EXTRACT PROVIDED -
++++++++++++++++++++
In count one, appellant claimed Mr. Chesser had been unjustly enriched by “receiving] the Deed prior to the foreclosure sale without paying the value thereof’ to appellant and sought damages, interest, costs and reasonable attorney’s fees. In count two, appellant sought rescission and cancellation of the certificate of title issued following the foreclosure sale, restoration of title in himself, and cancellation and rescission of the quitclaim deed. The trial court dismissed both counts with prejudice, ruling any action barred by the statute of frauds because appellant’s claims were “founded on allegations of an oral agreement to transfer an interest in real property.”

A.

In count one, Mr. Ala sought to recover based upon Mr. Chesser’s unjust enrichment when he accepted the quitclaim deed he allegedly induced Mr. Ala to give him, without giving anything in exchange. See Williams v. Grogan, 100 So.2d 407, 410 (Fla.1958) (“The rule is well established in Florida and elsewhere to the effect that' when a person acquires title to property through the influence of a confidential relationship or otherwise obtains an advantage which he should not in good conscience be permitted to retain, a court of equity will prevent the abuse of the confidence and grant relief on the broad principle that one should not be permitted to be unjustly enriched under such circumstances at the expense of another.”).

A claim for unjust enrichment seeks restitution from a party allegedly unjustly enriched. See Restatement of Restitution § 1, at 12 (1937) (“A person who has been unjustly enriched at the expense of another is required to make restitution to the other.”). “[A]n action for restitution ... is not regarded as an action ‘upon’ the contract within the meaning or purpose of the Statute of Frauds, and the remedy is not in general affected by the Statute.” Harrison v. Pritchett, 682 So.2d 650, 652 (Fla. 1st DCA 1996) (quoting Restatement (Second) of Contracts § 141, cmt. a (1981)).
++++++++++++++++++++
STORED RECORDS -
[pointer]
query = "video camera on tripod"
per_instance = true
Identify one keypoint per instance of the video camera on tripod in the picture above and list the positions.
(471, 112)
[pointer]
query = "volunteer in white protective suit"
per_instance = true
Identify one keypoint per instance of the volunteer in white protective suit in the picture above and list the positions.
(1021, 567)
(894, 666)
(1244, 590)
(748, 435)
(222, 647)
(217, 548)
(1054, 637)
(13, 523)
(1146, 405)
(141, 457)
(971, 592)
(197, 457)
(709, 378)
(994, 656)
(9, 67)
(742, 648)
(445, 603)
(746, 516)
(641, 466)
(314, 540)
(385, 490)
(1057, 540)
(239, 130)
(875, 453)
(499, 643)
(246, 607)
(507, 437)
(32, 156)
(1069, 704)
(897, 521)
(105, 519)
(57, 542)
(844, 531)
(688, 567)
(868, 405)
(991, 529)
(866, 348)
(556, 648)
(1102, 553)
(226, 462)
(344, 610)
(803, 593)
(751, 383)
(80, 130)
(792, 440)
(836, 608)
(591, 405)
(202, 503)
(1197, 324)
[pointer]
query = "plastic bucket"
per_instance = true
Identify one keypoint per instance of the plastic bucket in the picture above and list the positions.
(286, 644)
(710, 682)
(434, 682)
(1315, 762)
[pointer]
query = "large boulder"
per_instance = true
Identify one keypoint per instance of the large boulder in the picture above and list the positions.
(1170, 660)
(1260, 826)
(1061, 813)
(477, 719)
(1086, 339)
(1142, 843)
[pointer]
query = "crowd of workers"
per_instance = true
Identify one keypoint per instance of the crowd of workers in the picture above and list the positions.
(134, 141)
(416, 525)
++++++++++++++++++++
WHAT IS ASKED - Continue the court opinion on Mr. Ala's unjust enrichment and rescission claims, picking up right after its last sentence.

ANSWER FOR THE TASK -
The statute of frauds “grew out of a purpose to intercept the frequency and success of actions based on nothing more than loose verbal statements or mere innuendos” and “should be strictly construed to prevent the fraud it was designed to correct.” Yates v. Ball, 132 Fla. 132, 138, 181 So. 341, 344 (Fla.1937) (stating “so long as [the statute] can be made to effectuate this purpose, courts should be reluctant to take cases from its protection”). In relevant part, the statute of frauds provides:

*719 No action shall be brought ... upon any contract for the sale of lands ... unless the agreement or promise upon which such action shall be brought, or some note or memorandum thereof shall be in wiiting and signed by the party to be charged therewith or by some other person by her or him thereunto lawfully authorized.

§ 725.01, Fla. Stat. (2007). But Mr. Ala relies here on cases holding that the statute of frauds does not defeat recovery where the party seeking redress proves full performance on his part of an oral agreement for the conveyance of land. See Burke v. Napieracz, 674 So.2d 756, 758 (Fla. 1st DCA 1996) (recognizing the “longstanding exception to the statute of frauds ... [that] when a party to an oral contract has fully performed his or her obligations under the contract, the statute of frauds may not be employed as a defense” (citing Yates v. Ball, 132 Fla. 182, 181 So. 341 (1937))).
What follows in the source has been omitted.